## WHAT YOU WILL DO
Locate the line that contains "the puppy's tan". Copy it and every following line through the end of the records, exactly, and include nothing else.
Begin RECORD SET
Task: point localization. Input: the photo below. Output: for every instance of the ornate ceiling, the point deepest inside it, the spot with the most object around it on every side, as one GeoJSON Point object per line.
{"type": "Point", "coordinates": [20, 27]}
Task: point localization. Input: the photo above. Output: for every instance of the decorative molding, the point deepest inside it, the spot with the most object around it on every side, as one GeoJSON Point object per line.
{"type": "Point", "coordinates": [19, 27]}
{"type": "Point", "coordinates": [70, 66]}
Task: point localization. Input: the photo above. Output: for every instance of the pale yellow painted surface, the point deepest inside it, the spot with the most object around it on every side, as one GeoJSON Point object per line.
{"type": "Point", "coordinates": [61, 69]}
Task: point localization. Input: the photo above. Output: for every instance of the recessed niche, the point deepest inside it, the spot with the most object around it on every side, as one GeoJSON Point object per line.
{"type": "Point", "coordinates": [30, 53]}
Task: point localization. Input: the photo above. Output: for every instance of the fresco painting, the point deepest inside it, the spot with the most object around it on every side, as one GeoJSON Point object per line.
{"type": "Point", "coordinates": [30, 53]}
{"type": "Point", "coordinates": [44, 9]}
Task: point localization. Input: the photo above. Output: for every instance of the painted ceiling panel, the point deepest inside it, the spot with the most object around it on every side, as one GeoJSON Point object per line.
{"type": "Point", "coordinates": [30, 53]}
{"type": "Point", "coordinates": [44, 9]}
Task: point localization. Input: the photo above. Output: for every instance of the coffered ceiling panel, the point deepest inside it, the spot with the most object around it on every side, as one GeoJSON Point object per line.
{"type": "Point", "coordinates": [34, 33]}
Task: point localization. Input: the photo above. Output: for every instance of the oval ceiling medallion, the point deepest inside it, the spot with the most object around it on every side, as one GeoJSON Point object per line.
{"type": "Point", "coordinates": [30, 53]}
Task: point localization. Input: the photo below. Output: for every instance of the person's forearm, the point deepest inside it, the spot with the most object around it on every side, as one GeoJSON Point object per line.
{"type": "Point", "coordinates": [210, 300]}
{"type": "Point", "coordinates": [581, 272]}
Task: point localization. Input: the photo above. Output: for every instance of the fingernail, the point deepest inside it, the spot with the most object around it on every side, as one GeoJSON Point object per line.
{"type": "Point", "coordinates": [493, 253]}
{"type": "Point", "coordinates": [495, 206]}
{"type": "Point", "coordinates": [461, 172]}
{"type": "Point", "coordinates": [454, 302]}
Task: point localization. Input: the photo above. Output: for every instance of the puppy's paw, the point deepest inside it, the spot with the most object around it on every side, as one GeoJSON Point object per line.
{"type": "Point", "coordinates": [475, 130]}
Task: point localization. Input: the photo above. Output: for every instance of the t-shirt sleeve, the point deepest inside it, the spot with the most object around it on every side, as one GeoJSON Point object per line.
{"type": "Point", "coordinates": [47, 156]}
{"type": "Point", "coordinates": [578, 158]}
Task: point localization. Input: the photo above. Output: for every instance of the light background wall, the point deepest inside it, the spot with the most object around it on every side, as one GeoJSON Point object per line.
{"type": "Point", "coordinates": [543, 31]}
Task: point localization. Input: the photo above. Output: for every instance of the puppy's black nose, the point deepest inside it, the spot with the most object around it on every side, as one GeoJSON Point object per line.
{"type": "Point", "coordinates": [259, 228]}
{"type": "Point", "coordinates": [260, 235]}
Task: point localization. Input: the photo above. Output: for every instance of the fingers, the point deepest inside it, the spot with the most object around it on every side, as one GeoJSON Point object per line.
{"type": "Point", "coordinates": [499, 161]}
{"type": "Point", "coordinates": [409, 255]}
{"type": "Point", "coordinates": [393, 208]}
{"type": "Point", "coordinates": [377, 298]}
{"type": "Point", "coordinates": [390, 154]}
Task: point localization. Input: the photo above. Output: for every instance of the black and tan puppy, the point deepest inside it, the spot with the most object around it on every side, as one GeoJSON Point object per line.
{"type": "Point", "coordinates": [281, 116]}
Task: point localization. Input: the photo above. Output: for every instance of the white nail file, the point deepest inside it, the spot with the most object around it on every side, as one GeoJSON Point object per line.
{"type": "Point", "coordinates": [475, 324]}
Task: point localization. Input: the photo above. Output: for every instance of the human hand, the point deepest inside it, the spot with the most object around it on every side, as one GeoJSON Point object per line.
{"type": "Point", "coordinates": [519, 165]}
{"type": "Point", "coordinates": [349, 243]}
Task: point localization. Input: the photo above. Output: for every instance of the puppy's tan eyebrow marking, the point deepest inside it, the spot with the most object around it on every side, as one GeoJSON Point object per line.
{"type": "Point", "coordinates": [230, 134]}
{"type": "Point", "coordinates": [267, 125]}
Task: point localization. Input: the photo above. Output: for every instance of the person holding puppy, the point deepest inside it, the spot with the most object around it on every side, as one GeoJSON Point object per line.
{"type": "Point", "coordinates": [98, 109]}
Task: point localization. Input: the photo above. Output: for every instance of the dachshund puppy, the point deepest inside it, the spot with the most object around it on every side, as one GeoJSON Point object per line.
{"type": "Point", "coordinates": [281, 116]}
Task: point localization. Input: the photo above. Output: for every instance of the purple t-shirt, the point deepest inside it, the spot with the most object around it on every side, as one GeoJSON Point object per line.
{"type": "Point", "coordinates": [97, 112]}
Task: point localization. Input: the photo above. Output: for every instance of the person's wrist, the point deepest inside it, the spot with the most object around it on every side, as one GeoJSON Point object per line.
End RECORD SET
## WRITTEN ANSWER
Task: point localization. Input: the photo above. Output: for every instance of the puppy's tan eyebrow marking, the point deepest inside it, the spot with the most object around it on every side, as one GeoJSON Point object per line.
{"type": "Point", "coordinates": [230, 134]}
{"type": "Point", "coordinates": [267, 125]}
Task: point localization. Input: the photo above. Output: for every instance of the person holding puppy, the point deepest inside it, the spot with the most object around it on every side, as one GeoJSON Point object per line.
{"type": "Point", "coordinates": [98, 109]}
Task: point localization. Input: the photo above. Output: for every instance of the dachshund puppy, the point deepest inside it, the spot with the most object around it on every side, as one GeoJSON Point object per line.
{"type": "Point", "coordinates": [281, 116]}
Task: point localization. Input: the photo above. Output: for every instance of the purple t-shirt, the point deepest inside it, the spot with the most object around it on every side, as one GeoJSON Point object per line.
{"type": "Point", "coordinates": [97, 112]}
Task: point localization. Input: the photo above. Output: for every instance of the person's wrist, the point deepest inside it, the spot with the most object around it on every side, as one GeoJSON Point object per line.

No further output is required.